» **REQUIRED ACTIONS**:
[a] For each statement below, decide whether the Proxy Execution text supports it. Answer yes or no for each, and quote the deciding words of the text. (i) The chain migration patches are part of this submission. (ii) Under Proxy Execution, tasks blocked on a mutex stay on the runqueue. (iii) Classic priority inheritance works well for real-time tasks.
[b] Extend the Proxy Execution text past its final sentence, keeping the same technical voice.

» **PAGE EXTRACT**:
——————
I still haven’t had time to focus on testing and debugging the
chain migration patches. So I’ve left that patch out of this
submission for now, but will try to get it included in the next
revision.
This patch series is actually coarser than what I’ve been
developing with, as there are a number of small “test” steps to
help validate behavior I changed, which would then be replaced by
the real logic afterwards. Including those here would just cause
more work for reviewers, so I’ve folded them together, but if
you’re interested you can find the fine-grained tree here:
https://github.com/johnstultz-work/linux-dev/commits/proxy-exec-v6-6.6-fine-grained
https://github.com/johnstultz-work/linux-dev.git proxy-exec-v6-6.6-fine-grained
As mentioned previously, this Proxy Execution series has a long
history: First described in a paper[1] by Watkins, Straub,
Niehaus, then from patches from Peter Zijlstra, extended with
lots of work by Juri Lelli, Valentin Schneider, and Connor
O'Brien. (and thank you to Steven Rostedt for providing
additional details here!)
So again, many thanks to those above, as all the credit for this
series really is due to them - while the mistakes are likely
mine.
Overview:
—----------
Proxy Execution is a generalized form of priority inheritance.
Classic priority inheritance works well for real-time tasks where
there is a straight forward priority order to how things are run.
But it breaks down when used between CFS or DEADLINE tasks, as
there are lots of parameters involved outside of just the task’s
nice value when selecting the next task to run (via
pick_next_task()). So ideally we want to imbue the mutex holder
with all the scheduler attributes of the blocked waiting task.
Proxy Execution does this via a few changes:
* Keeping tasks that are blocked on a mutex *on* the runqueue
* Keeping additional tracking of which mutex a task is blocked
on, and which task holds a specific mutex.
* Special handling for when we select a blocked task to run, so
that we instead run the mutex holder.
By leaving blocked tasks on the runqueue, we allow
pick_next_task() to choose the task that should run next (even if
it’s blocked waiting on a mutex). If we do select a blocked task,
we look at the task’s blocked_on mutex and from there look at the
mutex’s owner task. And in the simple case, the task which owns
the mutex is what we then choose to run, allowing it to release
the mutex.
This means that instead of just tracking “curr”, the scheduler
needs to track both the scheduler context (what was picked and
all the state used for scheduling decisions), and the execution
context (what we’re actually running).
In this way, the mutex owner is run “on behalf” of the blocked
task that was picked to run, essentially inheriting the scheduler
context of the waiting blocked task.
——————
» **MATERIAL**:
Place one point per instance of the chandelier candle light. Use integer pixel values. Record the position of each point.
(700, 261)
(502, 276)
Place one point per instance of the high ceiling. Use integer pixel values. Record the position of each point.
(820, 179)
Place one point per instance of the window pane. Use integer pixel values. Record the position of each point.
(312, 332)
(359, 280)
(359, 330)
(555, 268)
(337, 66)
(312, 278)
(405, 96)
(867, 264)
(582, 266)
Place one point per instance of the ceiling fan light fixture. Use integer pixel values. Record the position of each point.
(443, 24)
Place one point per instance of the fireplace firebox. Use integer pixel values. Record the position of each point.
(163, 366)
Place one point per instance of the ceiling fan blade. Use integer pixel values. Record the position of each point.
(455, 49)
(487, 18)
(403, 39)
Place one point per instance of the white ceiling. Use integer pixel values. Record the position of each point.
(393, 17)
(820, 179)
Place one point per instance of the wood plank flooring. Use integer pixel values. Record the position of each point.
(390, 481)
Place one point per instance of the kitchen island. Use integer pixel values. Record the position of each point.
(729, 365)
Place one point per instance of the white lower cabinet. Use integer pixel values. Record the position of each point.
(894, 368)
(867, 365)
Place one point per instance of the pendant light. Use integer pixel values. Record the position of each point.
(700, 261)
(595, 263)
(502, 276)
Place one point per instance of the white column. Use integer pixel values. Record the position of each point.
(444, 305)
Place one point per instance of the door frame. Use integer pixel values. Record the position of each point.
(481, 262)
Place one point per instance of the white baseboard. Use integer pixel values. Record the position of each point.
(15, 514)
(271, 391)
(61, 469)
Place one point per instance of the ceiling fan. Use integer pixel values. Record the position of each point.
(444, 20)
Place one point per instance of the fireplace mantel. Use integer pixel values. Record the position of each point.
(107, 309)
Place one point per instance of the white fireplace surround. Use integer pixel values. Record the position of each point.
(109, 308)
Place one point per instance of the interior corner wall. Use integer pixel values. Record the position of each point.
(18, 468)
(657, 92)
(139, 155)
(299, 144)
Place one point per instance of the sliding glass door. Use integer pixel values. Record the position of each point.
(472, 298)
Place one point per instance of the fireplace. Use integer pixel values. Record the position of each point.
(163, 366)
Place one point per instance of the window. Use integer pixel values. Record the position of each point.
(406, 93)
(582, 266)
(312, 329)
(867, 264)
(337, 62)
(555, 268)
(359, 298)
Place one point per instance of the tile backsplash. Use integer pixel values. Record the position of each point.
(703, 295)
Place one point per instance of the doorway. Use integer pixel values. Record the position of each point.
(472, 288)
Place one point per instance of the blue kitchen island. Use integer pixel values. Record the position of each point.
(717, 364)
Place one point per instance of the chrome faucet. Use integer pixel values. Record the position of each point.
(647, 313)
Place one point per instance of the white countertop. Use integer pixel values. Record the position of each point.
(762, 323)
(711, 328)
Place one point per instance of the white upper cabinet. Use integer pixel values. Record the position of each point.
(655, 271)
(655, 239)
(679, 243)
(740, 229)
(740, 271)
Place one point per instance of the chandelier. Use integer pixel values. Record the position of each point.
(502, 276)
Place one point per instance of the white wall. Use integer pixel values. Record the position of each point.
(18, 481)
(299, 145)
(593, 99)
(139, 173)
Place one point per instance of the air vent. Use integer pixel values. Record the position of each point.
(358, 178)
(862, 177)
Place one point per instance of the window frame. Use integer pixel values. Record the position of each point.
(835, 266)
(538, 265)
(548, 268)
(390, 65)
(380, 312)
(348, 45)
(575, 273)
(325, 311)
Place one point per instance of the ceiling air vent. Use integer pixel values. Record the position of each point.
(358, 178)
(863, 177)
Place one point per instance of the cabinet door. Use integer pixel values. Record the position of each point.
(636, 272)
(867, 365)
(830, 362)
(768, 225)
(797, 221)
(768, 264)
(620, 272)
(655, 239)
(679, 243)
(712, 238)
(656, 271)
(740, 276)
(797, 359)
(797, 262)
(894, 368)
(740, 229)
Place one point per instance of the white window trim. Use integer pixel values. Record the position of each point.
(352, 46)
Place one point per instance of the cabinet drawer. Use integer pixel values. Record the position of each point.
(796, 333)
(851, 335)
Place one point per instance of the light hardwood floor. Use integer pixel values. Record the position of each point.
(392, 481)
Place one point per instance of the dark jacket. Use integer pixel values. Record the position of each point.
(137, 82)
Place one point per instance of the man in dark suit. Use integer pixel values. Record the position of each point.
——————
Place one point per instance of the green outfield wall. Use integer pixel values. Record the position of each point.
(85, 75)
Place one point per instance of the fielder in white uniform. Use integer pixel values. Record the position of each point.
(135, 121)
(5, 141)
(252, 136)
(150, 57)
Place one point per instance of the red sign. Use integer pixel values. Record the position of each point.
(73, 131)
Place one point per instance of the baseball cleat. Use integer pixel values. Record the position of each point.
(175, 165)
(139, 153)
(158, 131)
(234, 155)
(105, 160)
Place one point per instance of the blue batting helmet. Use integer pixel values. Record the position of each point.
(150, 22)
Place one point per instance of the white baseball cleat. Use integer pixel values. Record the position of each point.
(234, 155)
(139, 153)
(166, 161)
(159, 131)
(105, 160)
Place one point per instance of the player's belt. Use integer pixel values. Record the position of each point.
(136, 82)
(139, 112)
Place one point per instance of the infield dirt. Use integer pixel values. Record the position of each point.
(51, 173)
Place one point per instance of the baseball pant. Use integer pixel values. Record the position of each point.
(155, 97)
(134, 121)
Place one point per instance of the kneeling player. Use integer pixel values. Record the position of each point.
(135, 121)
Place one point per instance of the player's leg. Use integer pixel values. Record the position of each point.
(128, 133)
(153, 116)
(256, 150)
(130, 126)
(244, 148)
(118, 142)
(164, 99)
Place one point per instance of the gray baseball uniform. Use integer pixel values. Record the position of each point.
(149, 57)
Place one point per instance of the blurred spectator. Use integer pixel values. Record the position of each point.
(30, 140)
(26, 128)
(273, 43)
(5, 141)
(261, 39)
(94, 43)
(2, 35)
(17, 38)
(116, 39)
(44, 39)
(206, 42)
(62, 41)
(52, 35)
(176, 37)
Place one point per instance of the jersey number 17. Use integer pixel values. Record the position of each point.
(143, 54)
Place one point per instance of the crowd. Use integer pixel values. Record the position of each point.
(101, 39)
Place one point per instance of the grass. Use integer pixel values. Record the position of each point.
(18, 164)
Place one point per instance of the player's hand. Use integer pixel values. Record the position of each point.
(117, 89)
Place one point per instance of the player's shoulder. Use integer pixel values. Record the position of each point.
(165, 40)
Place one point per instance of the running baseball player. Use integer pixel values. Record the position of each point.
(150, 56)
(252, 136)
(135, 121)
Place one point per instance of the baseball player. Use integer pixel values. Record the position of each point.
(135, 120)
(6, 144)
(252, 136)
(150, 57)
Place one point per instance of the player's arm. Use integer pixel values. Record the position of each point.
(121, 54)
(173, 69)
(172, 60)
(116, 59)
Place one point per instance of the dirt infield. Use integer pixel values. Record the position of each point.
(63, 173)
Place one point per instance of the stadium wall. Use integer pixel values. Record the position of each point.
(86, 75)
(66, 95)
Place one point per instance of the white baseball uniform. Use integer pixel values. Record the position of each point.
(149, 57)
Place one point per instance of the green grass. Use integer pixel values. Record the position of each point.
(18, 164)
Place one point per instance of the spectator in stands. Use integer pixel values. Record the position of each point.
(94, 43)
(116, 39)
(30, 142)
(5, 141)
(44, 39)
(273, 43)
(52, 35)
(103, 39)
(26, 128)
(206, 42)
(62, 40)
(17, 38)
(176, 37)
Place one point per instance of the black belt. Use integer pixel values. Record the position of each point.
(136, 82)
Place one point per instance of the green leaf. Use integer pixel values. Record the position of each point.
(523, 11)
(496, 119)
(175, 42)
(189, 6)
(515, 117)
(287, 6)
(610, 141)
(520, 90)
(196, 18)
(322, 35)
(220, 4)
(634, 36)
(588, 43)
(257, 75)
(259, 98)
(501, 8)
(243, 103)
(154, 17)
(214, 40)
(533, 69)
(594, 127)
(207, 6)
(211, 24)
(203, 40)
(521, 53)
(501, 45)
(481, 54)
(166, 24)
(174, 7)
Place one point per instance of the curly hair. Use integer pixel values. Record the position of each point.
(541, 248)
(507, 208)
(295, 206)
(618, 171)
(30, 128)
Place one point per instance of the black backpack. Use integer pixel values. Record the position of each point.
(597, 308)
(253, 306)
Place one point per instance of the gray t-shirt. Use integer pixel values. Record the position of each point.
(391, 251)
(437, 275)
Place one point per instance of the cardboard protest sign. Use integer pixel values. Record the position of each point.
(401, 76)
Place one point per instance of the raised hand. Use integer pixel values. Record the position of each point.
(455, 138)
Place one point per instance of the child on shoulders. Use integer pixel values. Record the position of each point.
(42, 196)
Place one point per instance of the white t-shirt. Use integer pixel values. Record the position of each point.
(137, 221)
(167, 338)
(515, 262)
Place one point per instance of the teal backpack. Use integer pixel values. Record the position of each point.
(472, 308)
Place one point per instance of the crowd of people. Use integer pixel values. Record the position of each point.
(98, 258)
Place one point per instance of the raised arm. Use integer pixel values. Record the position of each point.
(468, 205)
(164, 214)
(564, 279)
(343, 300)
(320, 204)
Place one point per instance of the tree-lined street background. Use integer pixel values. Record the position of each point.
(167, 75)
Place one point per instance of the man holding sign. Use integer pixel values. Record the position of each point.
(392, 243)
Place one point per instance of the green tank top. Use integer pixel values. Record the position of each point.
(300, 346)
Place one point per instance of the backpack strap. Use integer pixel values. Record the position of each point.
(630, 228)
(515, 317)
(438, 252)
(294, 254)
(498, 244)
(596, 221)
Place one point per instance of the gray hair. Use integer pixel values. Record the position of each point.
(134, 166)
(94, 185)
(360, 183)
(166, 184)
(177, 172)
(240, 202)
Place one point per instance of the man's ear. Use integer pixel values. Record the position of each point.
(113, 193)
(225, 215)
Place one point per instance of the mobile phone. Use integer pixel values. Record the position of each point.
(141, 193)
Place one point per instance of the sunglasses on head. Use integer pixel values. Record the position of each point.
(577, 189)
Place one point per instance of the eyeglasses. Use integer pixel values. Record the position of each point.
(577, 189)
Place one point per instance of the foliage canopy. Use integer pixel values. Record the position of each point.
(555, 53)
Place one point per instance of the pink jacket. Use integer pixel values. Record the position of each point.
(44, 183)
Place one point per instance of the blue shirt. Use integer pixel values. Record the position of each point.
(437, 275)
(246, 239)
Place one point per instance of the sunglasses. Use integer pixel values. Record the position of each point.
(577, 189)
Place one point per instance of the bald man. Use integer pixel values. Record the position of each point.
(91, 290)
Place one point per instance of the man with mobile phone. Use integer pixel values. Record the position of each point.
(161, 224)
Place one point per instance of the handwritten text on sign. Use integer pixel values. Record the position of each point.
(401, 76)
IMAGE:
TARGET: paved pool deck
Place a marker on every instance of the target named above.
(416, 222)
——————
» **TASK RESULTS**:
[a]
(i) No: "So I’ve left that patch out of this submission for now"
(ii) Yes: "Keeping tasks that are blocked on a mutex *on* the runqueue"
(iii) Yes: "Classic priority inheritance works well for real-time tasks where there is a straight forward priority order to how things are run."

[b]
As Connor outlined in a previous submission of this patch series,
this raises a number of complicated situations: The mutex owner
might itself be blocked on another mutex, or it could be
sleeping, running on a different CPU, in the process of migrating
between CPUs, etc.
The complexity from this is imposing, but currently in Android we
have a large number of cases where we are seeing priority
inversion (not unbounded, but much longer than we’d like) between
“foreground” and “background” SCHED_NORMAL applications. As a
result, currently we cannot usefully limit background activity
without introducing inconsistent behavior. So Proxy Execution is
a very attractive approach to resolving this critical issue.
New in v6:
---------
* Big rework of blocked owner enqueuing, re-adding the
functionality to the series.
* Added a boot option proxy_exec= and additional logic to allow
the functionality to be boot time toggled.
* Minor tweaks to wake_q logic suggested by Waiman Long
* Minor fixups Reported-by: kernel test robot <lkp@...el.com>
* Various cleanups, optimizations as well as fixes for bugs found in v5
Also, I know Peter didn’t like the blocked_on wrappers, so I
previously dropped them, but I found them (and the debug checks
within) crucial to working out issues in this patch series. I’m
fine to consider dropping them later if they are still
objectionable, but their utility was too high at this point to
get rid of them.
Issues still to address:
—----------
* As already mentioned, the sleeping owner handling (where we
deactivate waiting tasks and enqueue them onto a list, then
reactivate them when the owner wakes up) has been very
difficult to get right. This is in part because when we want
to activate tasks, we’re already holding a task.pi_lock and a
rq_lock, just not the locks for the task we’re activating, nor
the rq we’re enqueuing it onto. So there has to be a bit of
lock juggling to drop and acquire the right locks (in the right
order).
* Similarly as we’re often dealing with lists of tasks or chains
of tasks and mutexes, iterating across these chains of objects
can be done safely while holding the rq lock, but as these
chains can cross runqueues our ability to traverse the chains
safely is somewhat limited.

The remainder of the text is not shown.